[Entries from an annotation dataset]
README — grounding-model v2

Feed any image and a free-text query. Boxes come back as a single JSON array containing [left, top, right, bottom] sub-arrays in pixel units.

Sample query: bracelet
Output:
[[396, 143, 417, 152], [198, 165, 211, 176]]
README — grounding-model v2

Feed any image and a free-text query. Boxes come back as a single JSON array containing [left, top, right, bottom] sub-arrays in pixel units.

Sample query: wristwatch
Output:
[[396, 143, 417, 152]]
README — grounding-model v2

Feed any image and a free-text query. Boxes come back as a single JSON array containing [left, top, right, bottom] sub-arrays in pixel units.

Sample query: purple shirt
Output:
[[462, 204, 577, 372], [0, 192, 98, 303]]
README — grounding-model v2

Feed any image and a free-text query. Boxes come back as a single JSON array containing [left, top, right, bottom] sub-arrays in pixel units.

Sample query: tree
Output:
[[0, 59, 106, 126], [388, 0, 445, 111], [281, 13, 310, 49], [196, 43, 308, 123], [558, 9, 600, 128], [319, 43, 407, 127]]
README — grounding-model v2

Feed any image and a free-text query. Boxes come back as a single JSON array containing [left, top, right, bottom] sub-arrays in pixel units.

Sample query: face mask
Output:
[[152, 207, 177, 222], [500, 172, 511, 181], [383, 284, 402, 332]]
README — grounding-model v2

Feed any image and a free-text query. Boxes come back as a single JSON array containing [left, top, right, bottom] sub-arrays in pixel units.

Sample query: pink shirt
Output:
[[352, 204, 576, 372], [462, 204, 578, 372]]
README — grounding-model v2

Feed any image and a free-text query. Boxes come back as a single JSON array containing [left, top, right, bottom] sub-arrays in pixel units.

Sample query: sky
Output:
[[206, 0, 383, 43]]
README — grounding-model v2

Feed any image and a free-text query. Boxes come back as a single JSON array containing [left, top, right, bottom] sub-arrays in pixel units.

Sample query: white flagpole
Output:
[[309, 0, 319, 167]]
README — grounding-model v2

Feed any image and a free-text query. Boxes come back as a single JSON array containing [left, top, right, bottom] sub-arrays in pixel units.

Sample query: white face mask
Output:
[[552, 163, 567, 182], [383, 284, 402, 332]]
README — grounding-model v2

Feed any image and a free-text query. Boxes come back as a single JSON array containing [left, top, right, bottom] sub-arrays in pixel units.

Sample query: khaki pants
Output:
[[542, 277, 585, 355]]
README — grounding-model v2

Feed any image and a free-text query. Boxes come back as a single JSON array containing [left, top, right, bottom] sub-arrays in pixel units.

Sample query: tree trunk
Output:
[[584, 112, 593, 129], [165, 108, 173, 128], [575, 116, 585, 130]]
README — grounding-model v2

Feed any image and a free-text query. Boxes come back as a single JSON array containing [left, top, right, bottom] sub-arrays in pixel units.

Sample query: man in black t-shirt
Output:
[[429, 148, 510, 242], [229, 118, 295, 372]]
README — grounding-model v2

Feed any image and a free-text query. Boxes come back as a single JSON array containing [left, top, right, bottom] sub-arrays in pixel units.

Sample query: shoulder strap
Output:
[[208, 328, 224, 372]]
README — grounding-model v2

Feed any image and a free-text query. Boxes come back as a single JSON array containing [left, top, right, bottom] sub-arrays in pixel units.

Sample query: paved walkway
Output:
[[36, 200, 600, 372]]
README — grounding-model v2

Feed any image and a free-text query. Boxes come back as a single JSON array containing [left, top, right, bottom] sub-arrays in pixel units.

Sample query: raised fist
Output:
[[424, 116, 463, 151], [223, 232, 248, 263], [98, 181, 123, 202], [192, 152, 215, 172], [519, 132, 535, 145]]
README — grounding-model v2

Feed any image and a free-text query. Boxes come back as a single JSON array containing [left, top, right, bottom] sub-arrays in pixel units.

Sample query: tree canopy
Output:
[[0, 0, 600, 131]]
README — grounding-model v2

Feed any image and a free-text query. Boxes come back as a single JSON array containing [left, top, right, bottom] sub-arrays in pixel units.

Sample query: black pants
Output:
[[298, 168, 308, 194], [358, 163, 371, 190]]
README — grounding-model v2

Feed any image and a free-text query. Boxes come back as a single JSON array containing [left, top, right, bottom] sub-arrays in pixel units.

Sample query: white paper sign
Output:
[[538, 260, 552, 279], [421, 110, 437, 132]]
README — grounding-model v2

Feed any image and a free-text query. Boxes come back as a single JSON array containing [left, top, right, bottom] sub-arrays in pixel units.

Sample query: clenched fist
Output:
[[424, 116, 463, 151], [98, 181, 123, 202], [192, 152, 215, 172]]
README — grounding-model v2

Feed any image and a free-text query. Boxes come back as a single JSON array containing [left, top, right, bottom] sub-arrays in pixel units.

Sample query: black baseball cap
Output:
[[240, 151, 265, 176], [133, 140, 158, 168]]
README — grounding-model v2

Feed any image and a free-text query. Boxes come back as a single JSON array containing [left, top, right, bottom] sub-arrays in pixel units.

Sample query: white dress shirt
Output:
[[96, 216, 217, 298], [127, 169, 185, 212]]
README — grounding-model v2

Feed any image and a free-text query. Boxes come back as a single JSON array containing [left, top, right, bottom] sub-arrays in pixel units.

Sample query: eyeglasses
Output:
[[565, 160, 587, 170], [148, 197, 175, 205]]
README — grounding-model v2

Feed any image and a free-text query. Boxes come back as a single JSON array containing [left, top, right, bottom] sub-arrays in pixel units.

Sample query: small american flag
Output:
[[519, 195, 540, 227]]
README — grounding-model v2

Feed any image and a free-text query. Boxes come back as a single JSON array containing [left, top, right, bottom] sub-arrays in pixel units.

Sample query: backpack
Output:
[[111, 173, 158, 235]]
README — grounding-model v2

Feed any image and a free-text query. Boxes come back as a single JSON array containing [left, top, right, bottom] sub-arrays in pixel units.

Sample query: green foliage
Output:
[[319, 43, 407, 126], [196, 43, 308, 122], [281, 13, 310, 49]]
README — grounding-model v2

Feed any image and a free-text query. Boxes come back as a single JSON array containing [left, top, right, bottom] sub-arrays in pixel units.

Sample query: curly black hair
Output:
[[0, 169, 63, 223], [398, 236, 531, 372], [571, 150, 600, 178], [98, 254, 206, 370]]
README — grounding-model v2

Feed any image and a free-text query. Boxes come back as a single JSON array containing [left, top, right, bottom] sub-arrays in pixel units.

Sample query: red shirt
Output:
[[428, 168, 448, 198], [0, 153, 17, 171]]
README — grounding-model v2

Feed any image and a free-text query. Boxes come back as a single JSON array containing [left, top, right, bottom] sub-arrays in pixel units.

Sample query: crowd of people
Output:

◆ **What to do**:
Please reproduce the records word for word, starting at the very beginning and ending at the line that contains "[[206, 0, 383, 43]]". Include both of those lines.

◆ **Exercise answer**:
README — grounding-model v2

Feed any image and a free-text query. Boxes come back as a single JSON array containing [left, top, right, bottom] sub-arrays in pixel units.

Sample query: bracelet
Output:
[[396, 143, 417, 152], [198, 165, 211, 176]]
README — grounding-model v2

Feed any image and a free-text query. Boxes come back as a single JSON array containing [left, top, right, bottom] sub-arrays in pixel units.

Sample query: wristwatch
Output:
[[396, 143, 417, 152]]
README — grounding-model v2

Feed any image and a free-text query. Boxes come back as a single JSON array containing [left, top, right, bottom] sub-arrays in pixel units.

Sample query: purple shirt
Output:
[[462, 204, 577, 372], [0, 192, 98, 303]]
README — grounding-model v2

Feed any image and a free-text query. Boxes come back as a single JSON array containing [left, top, right, bottom] sub-arrays in pixel units.

Sample query: tree
Output:
[[0, 59, 106, 126], [388, 0, 445, 111], [281, 13, 310, 49], [196, 43, 308, 123], [558, 9, 600, 128], [319, 43, 407, 127]]
README — grounding-model v2

Feed any image and a free-text query. Boxes come back as a single JSON array containing [left, top, right, bottom] sub-arrays in pixel units.

Sample query: face mask
Output:
[[152, 207, 177, 222], [500, 172, 511, 181], [383, 284, 402, 332]]
README — grounding-model v2

Feed any image and a free-text query. Boxes come back as a single JSON array containing [left, top, right, bottom] sub-arrays in pixel units.

Sample query: pink shirt
Output:
[[352, 204, 576, 372], [462, 204, 578, 372]]
README — grounding-model v2

Feed any image and a free-text query. Boxes come back as a single JSON array containing [left, top, right, bottom] sub-arrays in pixel units.

Sample query: sky
Output:
[[206, 0, 383, 43]]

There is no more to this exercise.